▶ **Stored records**
★ ★ ★

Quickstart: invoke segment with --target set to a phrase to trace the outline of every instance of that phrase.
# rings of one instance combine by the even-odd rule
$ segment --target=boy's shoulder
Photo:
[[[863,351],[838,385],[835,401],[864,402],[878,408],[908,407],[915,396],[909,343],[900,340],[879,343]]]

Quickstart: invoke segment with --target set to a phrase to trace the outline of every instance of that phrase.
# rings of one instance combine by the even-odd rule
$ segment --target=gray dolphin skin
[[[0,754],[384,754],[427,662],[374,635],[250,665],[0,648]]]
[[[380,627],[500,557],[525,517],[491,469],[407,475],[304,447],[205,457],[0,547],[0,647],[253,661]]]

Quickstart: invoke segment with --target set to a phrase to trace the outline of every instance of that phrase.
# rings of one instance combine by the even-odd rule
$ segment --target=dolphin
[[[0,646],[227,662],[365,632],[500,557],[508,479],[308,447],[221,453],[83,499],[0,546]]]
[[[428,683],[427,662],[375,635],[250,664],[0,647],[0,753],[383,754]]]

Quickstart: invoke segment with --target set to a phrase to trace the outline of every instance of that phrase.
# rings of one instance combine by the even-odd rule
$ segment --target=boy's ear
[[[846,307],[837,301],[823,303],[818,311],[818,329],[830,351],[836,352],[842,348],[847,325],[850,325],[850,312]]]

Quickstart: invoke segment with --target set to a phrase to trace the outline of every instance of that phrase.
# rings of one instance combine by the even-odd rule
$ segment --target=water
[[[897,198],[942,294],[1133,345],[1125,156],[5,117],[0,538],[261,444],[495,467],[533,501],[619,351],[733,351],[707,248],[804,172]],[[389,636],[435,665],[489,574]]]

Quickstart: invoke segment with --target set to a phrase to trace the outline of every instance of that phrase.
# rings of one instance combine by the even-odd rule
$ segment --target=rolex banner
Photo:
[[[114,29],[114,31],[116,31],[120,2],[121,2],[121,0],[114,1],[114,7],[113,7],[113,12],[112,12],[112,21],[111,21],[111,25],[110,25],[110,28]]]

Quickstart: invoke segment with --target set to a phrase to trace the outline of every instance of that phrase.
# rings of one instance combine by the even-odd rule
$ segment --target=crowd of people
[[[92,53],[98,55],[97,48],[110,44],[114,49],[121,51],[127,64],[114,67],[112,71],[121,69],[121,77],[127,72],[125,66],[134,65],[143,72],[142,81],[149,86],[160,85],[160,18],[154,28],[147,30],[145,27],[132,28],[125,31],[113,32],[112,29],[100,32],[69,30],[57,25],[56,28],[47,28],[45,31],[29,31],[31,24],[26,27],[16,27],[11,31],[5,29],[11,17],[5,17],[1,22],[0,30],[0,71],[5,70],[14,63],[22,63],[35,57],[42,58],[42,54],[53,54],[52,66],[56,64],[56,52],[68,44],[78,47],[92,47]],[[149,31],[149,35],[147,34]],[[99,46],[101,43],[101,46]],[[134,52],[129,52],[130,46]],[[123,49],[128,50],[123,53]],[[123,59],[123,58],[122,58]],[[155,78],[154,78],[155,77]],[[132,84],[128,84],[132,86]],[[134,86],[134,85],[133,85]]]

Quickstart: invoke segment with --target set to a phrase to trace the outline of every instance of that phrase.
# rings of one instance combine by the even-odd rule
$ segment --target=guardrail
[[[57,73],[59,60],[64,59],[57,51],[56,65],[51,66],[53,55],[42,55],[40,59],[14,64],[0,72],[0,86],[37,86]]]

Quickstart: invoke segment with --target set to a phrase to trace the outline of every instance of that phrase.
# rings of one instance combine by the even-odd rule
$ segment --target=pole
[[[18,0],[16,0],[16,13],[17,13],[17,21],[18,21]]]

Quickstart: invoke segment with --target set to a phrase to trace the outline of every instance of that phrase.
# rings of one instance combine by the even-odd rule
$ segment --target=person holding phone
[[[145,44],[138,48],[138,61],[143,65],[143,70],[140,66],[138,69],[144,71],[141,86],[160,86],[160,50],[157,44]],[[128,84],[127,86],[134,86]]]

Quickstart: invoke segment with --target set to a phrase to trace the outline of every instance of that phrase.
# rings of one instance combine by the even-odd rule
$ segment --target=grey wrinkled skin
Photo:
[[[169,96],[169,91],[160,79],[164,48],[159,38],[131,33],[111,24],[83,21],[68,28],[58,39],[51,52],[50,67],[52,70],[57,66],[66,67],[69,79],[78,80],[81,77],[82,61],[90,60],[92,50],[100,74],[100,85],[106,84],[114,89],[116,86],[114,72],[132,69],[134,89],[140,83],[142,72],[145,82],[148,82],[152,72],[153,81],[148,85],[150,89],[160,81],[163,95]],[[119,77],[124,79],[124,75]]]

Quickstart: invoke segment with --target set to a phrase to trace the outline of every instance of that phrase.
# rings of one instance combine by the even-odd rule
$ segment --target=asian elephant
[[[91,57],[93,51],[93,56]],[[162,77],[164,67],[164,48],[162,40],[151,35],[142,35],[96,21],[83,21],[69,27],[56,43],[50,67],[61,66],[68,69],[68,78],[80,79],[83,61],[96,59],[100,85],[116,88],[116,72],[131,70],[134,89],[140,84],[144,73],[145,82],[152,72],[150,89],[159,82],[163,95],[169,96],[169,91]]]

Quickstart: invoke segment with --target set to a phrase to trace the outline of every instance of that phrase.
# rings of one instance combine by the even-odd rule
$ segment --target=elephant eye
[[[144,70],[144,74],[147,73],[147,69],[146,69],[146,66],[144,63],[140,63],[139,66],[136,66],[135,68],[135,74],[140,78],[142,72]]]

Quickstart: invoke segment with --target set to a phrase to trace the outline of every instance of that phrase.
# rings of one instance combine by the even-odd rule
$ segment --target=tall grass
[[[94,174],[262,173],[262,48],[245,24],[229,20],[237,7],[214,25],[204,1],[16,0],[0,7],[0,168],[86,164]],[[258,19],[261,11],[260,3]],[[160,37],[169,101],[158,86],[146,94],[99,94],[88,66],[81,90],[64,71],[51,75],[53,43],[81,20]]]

★ ★ ★

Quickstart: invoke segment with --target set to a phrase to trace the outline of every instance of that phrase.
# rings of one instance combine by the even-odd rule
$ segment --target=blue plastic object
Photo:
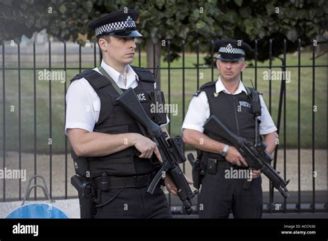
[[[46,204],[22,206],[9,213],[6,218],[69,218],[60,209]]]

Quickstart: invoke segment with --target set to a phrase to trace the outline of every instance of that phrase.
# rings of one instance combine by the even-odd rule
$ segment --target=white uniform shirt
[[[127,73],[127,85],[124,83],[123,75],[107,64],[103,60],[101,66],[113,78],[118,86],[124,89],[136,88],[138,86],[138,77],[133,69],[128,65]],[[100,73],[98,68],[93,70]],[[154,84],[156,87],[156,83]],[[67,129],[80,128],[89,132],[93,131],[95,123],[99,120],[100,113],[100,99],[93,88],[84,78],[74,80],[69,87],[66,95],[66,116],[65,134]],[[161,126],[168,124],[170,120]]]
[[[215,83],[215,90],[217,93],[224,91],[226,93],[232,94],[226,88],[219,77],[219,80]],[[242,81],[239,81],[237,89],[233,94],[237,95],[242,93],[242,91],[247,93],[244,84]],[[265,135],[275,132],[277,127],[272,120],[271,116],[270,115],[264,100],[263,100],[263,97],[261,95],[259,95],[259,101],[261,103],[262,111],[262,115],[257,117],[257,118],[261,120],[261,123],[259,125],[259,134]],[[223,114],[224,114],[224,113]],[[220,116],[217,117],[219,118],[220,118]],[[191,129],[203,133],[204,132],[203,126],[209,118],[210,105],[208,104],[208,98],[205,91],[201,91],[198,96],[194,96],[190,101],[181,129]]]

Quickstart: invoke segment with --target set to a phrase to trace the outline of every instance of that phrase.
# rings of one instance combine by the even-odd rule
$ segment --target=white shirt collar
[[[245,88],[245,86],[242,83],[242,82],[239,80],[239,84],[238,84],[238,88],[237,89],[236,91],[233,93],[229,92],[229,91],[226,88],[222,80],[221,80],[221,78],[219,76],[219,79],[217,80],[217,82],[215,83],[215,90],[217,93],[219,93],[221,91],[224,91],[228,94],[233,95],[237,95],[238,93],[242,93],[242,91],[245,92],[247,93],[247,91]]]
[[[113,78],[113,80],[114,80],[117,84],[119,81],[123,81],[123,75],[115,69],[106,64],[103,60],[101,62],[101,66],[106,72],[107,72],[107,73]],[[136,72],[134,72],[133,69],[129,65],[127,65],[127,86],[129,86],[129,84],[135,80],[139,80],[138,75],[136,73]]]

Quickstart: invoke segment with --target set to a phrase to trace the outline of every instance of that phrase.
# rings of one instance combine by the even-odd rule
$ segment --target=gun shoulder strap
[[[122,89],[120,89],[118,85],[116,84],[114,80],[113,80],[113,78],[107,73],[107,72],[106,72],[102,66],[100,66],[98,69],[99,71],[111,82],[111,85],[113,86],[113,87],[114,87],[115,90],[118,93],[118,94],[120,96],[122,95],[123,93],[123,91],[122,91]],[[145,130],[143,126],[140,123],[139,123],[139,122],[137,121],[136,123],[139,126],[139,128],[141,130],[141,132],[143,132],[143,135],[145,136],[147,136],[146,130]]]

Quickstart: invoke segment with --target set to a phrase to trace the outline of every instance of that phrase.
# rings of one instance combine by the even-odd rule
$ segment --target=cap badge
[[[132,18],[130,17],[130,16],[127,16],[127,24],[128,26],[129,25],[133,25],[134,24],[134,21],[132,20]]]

★ ★ ★

▶ **Required task**
Pick out each line of the listing above that contains the word "white". Letter case counts.

▶ **The output**
$ segment --target=white uniform shirt
$ segment --target=white shirt collar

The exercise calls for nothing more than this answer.